* [What you will do]
Gather every line of the rows below that contains the word "wooden", and copy each one.

Named-object pointing records:
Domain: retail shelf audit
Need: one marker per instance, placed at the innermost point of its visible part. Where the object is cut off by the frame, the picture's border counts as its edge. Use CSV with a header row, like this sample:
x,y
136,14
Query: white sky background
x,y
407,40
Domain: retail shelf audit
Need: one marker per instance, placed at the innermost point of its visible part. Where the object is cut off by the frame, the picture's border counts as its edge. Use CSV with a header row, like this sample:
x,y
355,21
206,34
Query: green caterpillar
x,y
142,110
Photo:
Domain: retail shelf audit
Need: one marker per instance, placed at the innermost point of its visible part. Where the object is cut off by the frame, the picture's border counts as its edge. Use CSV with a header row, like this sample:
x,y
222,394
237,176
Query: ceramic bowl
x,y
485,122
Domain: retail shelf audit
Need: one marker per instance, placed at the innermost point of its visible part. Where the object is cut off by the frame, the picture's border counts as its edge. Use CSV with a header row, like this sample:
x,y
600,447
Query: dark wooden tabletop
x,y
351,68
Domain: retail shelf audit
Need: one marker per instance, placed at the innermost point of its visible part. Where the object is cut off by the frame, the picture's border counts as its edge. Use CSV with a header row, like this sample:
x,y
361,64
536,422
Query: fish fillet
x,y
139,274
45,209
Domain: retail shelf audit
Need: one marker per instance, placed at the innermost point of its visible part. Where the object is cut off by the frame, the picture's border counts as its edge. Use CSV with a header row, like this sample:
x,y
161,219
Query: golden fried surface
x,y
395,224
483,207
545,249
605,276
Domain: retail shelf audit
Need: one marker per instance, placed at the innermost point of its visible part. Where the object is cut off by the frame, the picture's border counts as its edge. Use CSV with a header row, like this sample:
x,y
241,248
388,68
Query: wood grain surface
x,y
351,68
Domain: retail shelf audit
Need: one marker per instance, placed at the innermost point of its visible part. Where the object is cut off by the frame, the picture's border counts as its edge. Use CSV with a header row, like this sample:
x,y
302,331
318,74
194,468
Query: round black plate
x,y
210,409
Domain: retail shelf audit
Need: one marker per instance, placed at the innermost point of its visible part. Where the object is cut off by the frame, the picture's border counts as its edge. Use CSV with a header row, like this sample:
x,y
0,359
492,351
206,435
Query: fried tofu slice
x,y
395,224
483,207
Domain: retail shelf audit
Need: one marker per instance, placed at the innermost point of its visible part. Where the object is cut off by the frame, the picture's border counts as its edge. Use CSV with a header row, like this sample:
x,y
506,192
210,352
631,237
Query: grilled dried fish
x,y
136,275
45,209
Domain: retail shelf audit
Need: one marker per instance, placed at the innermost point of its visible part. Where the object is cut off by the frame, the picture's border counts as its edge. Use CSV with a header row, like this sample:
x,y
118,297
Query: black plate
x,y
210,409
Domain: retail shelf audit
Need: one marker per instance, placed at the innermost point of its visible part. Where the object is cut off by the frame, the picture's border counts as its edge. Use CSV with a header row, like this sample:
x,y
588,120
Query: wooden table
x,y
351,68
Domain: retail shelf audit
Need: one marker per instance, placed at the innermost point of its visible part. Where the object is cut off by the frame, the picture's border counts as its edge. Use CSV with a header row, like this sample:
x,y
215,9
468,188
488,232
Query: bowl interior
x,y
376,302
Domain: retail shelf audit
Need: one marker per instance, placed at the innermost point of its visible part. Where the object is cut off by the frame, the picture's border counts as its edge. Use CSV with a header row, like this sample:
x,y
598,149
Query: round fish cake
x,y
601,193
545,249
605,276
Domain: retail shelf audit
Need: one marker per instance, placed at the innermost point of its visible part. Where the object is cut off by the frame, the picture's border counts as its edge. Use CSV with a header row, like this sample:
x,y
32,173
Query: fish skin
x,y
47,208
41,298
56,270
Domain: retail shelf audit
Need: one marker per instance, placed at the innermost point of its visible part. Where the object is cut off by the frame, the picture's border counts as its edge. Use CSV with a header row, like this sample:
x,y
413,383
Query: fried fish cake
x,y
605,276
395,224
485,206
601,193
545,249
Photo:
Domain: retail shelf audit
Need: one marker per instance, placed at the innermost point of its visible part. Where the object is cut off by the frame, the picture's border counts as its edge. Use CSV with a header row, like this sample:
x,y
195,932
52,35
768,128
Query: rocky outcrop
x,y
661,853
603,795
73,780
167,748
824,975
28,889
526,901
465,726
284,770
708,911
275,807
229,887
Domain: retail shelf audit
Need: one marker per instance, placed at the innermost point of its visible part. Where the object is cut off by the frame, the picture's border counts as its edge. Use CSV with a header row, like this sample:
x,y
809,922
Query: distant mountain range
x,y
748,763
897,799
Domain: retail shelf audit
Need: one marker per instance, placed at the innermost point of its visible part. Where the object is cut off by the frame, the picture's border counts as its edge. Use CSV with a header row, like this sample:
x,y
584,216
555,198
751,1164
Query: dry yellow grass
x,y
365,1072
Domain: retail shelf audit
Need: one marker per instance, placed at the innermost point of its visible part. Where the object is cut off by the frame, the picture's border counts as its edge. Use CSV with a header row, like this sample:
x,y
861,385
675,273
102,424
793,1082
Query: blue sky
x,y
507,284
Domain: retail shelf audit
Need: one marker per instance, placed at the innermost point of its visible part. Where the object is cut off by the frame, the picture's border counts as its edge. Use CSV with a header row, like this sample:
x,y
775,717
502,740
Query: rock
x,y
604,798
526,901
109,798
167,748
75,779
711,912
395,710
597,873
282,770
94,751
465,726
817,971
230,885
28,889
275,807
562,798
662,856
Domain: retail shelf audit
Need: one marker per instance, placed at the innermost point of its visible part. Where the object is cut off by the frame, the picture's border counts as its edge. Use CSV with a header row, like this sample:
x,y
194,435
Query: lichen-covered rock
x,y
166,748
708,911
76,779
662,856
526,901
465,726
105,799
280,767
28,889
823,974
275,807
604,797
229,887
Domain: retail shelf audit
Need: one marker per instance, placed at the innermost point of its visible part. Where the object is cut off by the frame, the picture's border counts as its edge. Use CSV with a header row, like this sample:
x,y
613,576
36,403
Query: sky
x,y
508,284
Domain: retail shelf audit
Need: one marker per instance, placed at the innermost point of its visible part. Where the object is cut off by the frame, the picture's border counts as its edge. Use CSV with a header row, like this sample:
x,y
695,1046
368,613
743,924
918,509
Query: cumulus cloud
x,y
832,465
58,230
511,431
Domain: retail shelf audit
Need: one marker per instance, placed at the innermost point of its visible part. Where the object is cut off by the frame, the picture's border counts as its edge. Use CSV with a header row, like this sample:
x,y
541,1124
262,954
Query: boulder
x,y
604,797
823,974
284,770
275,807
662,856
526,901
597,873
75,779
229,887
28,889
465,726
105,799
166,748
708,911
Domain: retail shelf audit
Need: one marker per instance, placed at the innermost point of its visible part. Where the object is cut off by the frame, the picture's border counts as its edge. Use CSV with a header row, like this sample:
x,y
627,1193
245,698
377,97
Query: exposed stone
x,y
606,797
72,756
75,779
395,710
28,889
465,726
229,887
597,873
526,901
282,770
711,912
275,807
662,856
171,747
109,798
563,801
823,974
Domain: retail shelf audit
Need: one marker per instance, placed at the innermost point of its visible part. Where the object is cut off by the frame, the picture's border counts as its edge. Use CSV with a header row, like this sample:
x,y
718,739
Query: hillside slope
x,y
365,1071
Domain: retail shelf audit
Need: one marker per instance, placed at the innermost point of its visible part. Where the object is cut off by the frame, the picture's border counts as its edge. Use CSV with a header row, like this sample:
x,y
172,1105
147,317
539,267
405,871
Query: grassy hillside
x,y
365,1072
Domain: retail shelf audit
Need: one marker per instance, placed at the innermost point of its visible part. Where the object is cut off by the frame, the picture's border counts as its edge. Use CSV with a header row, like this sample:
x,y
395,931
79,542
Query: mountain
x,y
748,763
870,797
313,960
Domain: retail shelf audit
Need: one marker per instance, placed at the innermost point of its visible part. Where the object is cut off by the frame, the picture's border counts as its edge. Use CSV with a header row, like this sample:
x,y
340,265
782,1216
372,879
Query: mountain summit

* [Exercise result]
Query: dark wooden tabletop
Query: wooden table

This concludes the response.